# start of Material for this exercise

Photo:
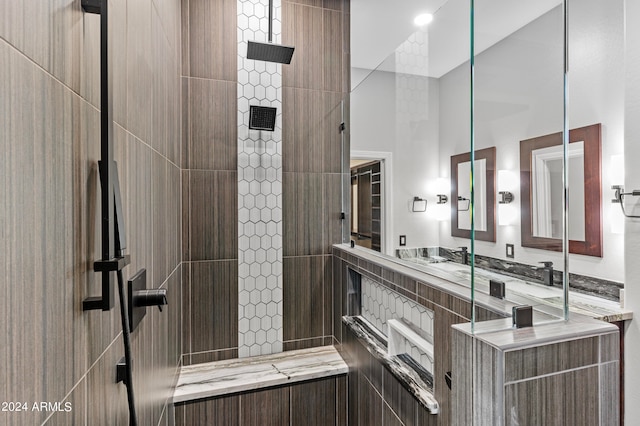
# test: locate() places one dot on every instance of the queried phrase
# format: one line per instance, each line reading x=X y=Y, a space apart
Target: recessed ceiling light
x=423 y=19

# end of Material for this exercise

Task instructions:
Rewrite the data above, replacing "ceiling light" with "ceiling lamp" and leaving everything else unchanged. Leave the pictures out.

Solution for this problem:
Photo:
# test: locate() places one dot on every instance of the queried phrase
# format: one line per instance, each line reading x=X y=Y, a space apart
Target: recessed ceiling lamp
x=423 y=19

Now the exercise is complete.